* [TASK DIRECTIONS]
Read through the entries below and return each line with the word "button".

* [EXERCISE DATA]
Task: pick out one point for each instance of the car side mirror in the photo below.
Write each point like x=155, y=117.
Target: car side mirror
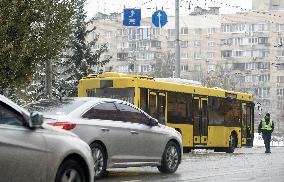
x=153, y=122
x=36, y=120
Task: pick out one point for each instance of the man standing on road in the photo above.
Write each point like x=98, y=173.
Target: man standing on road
x=266, y=127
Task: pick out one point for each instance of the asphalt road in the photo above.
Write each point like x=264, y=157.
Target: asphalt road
x=246, y=164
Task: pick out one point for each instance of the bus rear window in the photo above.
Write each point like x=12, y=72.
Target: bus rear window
x=126, y=94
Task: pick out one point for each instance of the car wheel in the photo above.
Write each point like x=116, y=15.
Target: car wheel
x=232, y=143
x=70, y=171
x=99, y=156
x=170, y=159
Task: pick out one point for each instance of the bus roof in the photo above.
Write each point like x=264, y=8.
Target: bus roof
x=170, y=84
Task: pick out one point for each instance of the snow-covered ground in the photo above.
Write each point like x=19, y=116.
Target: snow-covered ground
x=275, y=141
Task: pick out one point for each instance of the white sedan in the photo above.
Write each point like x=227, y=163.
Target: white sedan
x=119, y=134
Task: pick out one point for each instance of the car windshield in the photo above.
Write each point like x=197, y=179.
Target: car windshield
x=56, y=106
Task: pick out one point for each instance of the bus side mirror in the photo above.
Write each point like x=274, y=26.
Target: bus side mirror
x=153, y=122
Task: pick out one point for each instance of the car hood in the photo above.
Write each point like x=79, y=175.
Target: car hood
x=57, y=131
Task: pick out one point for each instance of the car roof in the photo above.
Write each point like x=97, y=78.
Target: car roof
x=13, y=105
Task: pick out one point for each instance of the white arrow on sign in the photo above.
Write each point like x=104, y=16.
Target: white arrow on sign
x=132, y=13
x=159, y=17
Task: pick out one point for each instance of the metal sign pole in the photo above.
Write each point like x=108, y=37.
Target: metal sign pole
x=177, y=52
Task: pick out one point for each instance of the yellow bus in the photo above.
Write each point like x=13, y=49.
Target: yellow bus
x=207, y=118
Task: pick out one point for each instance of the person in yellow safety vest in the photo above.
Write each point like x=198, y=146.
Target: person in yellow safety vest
x=266, y=127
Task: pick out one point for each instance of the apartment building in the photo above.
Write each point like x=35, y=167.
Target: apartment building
x=246, y=46
x=251, y=46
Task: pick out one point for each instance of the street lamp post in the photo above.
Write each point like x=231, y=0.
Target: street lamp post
x=177, y=52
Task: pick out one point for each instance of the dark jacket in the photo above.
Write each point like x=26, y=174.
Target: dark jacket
x=267, y=121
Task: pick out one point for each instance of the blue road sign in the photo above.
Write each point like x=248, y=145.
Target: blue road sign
x=159, y=18
x=131, y=17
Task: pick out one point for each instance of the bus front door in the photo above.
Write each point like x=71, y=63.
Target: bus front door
x=247, y=124
x=157, y=106
x=200, y=121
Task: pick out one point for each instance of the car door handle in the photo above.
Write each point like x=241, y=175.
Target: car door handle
x=134, y=132
x=104, y=129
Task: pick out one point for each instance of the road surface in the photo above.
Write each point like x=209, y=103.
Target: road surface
x=246, y=164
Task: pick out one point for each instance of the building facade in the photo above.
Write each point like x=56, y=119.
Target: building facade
x=242, y=51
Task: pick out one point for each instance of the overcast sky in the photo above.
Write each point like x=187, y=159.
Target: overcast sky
x=149, y=6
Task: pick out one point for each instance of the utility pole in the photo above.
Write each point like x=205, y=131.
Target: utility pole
x=177, y=52
x=48, y=79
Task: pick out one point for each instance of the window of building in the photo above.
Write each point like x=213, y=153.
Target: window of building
x=170, y=44
x=132, y=34
x=8, y=116
x=197, y=54
x=281, y=27
x=108, y=34
x=184, y=55
x=210, y=30
x=156, y=44
x=184, y=44
x=156, y=32
x=210, y=67
x=197, y=68
x=210, y=43
x=253, y=40
x=280, y=53
x=145, y=68
x=198, y=31
x=263, y=40
x=184, y=30
x=171, y=32
x=281, y=41
x=122, y=56
x=280, y=92
x=238, y=53
x=226, y=53
x=210, y=55
x=280, y=79
x=197, y=43
x=184, y=67
x=263, y=27
x=263, y=92
x=264, y=78
x=108, y=44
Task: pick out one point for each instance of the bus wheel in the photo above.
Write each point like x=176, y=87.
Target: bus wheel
x=232, y=143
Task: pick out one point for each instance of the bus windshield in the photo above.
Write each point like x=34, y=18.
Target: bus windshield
x=126, y=94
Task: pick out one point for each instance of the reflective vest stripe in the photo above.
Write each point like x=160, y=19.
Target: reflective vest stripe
x=265, y=126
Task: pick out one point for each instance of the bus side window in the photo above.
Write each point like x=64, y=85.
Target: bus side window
x=153, y=106
x=216, y=111
x=144, y=100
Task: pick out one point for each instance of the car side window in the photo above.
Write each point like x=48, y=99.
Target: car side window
x=131, y=114
x=104, y=111
x=8, y=116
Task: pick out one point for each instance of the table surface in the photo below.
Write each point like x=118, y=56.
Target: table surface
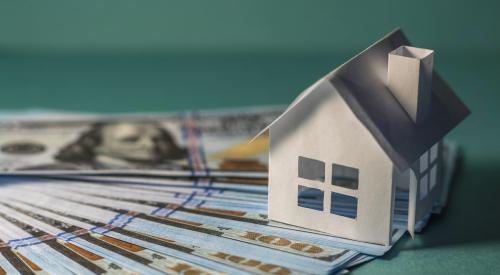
x=463, y=239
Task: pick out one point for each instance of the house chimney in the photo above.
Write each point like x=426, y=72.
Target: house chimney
x=409, y=78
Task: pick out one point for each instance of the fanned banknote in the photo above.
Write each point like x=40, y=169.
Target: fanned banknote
x=179, y=144
x=180, y=193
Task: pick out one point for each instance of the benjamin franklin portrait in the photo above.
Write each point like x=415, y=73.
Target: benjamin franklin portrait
x=124, y=145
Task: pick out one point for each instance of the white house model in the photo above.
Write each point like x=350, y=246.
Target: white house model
x=374, y=124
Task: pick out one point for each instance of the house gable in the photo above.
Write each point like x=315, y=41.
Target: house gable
x=322, y=128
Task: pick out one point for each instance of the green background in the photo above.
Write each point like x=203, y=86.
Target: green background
x=128, y=56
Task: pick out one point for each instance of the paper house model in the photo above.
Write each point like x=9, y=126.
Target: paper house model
x=374, y=124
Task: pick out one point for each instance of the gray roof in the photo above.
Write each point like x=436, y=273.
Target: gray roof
x=361, y=83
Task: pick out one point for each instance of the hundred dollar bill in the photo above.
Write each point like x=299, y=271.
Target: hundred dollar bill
x=183, y=144
x=211, y=241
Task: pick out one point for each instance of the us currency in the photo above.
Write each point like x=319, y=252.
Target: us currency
x=183, y=144
x=208, y=241
x=240, y=220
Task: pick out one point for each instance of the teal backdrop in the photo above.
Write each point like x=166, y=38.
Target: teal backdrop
x=129, y=56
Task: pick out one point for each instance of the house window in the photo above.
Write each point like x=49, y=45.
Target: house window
x=433, y=177
x=313, y=197
x=428, y=171
x=311, y=169
x=424, y=186
x=345, y=176
x=342, y=205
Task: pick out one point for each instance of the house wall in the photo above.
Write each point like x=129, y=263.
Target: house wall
x=424, y=203
x=323, y=127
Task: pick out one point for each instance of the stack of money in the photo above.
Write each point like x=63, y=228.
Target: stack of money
x=180, y=193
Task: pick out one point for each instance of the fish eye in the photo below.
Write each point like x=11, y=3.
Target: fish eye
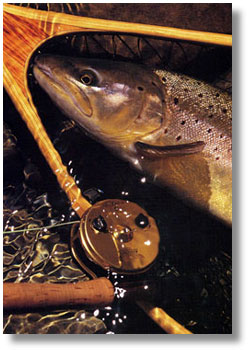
x=87, y=78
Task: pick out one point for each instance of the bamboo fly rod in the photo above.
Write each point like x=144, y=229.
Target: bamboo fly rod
x=98, y=292
x=120, y=26
x=24, y=30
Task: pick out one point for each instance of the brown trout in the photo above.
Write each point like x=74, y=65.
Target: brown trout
x=175, y=129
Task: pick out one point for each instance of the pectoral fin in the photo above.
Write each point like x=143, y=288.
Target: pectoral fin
x=153, y=151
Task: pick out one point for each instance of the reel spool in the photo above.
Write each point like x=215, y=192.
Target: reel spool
x=118, y=235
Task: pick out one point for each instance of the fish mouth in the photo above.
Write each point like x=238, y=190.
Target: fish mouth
x=60, y=91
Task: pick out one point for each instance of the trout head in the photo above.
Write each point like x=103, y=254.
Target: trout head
x=112, y=100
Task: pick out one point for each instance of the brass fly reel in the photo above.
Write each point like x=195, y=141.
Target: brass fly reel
x=118, y=235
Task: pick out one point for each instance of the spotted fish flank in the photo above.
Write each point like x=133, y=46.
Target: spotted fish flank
x=173, y=128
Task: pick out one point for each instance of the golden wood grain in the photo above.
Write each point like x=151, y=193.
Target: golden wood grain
x=120, y=26
x=24, y=30
x=36, y=295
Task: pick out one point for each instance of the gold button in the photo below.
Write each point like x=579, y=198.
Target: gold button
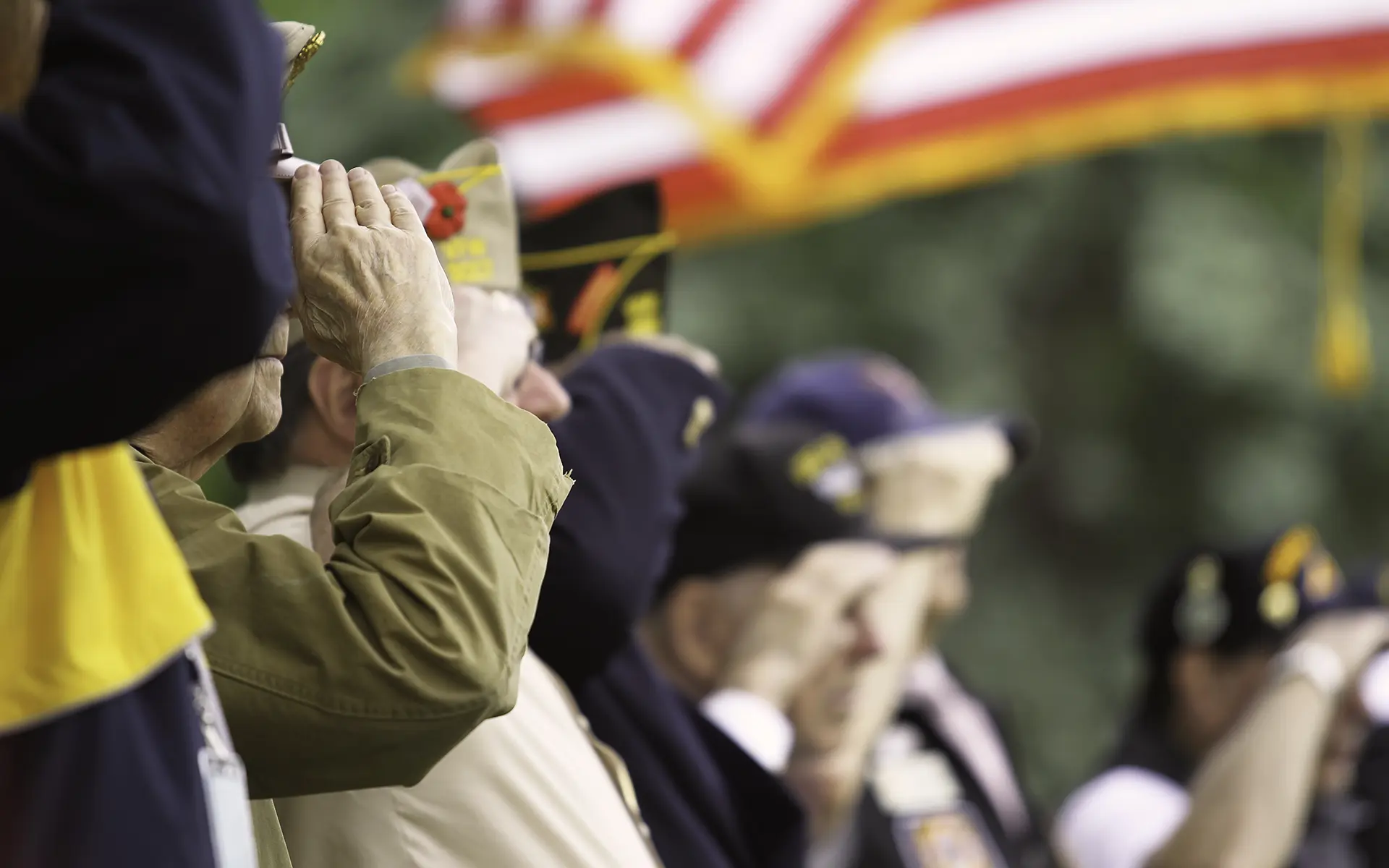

* [TASK SOLUTION]
Task: pick out one point for each instance of the gold button in the photo below.
Target: gold button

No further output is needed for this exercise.